WHAT YOU WILL DO »
Each record is to be given again without alteration.
(PROVIDED RECORDS)
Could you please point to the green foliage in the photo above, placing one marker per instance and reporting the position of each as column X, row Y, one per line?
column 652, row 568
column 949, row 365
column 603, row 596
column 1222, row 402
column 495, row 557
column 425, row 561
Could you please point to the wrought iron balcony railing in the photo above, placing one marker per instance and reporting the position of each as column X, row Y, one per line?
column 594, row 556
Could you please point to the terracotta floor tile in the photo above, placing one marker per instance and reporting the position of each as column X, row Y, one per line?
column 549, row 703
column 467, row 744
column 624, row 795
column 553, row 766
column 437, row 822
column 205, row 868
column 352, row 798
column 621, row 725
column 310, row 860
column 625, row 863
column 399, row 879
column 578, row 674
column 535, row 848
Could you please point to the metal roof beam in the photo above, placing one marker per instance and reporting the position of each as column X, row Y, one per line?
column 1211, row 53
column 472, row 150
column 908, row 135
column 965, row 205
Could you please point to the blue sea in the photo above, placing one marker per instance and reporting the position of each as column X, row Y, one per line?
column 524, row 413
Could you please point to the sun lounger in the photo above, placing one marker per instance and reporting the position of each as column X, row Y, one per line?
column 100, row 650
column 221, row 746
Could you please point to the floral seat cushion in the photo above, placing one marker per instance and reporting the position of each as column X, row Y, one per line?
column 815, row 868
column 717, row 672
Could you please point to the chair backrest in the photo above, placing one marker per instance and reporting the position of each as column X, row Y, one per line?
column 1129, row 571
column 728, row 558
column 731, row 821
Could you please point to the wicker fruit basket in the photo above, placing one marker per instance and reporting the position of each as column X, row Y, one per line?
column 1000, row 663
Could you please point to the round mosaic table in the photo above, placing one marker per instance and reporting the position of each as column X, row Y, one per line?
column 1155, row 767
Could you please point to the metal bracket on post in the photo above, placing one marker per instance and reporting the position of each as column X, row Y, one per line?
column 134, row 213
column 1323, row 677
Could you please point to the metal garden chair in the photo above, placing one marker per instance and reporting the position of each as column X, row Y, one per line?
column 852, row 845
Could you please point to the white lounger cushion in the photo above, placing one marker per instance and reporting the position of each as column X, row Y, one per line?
(End PROVIDED RECORDS)
TASK OUTPUT »
Could you please point to the green foliage in the photo above, placing one marker per instance and reporting the position of each as column X, row Y, one per line?
column 652, row 568
column 949, row 365
column 603, row 596
column 1222, row 402
column 495, row 557
column 425, row 561
Could you please point to the wrought iron balcony railing in the photo above, placing one marker per instance and reporting the position of each as column X, row Y, one per line?
column 594, row 556
Could you please point to the terracotta floor tile in the photo above, placing one marker per instance and reporting the position of each as column X, row Y, one per line?
column 549, row 703
column 467, row 744
column 624, row 795
column 553, row 766
column 437, row 822
column 205, row 868
column 352, row 798
column 621, row 725
column 310, row 860
column 625, row 863
column 399, row 879
column 578, row 674
column 535, row 848
Could you please point to the metal roof beam in the photo above, placing one marker per instance and reporting the position of each as column X, row Y, one per line?
column 1211, row 53
column 472, row 150
column 908, row 135
column 965, row 205
Could you please point to the blue sea in the photo above, placing one marker per instance and reporting the position of each as column X, row Y, one per line?
column 524, row 413
Could you please point to the sun lounger in the photo above, placing one marker per instance and reporting the position of each as column X, row Y, one per line?
column 100, row 650
column 221, row 746
Could you please point to the floral seat cushion in the photo above, placing one marker per instance and reporting the position of each as column X, row Y, one per line?
column 815, row 868
column 717, row 672
Could you please point to the chair backrest in the photo above, placing one marker per instance and reporting the position of each as column X, row Y, one per line?
column 1129, row 571
column 728, row 558
column 731, row 821
Could you please point to the wicker fruit basket in the photo above, placing one marker per instance and reporting the position of each as column X, row Y, one per line?
column 1000, row 663
Could you please point to the round mosaic table in the photo above, placing one marker per instance and reporting the position of each as column X, row Y, one per line?
column 1155, row 767
Could you please point to the metal bracket on post in the photo above, placing one marker per instance and reporting the position of each as column X, row Y, one per line?
column 134, row 213
column 1323, row 677
Could you please point to the metal garden chair in the photo above, placing one marker per instance and reporting the position of each as column X, row Y, one per line?
column 852, row 845
Could you please point to the white lounger cushion in the photo above, placing one marker per instance and reporting the position of each as column X, row Y, one per line?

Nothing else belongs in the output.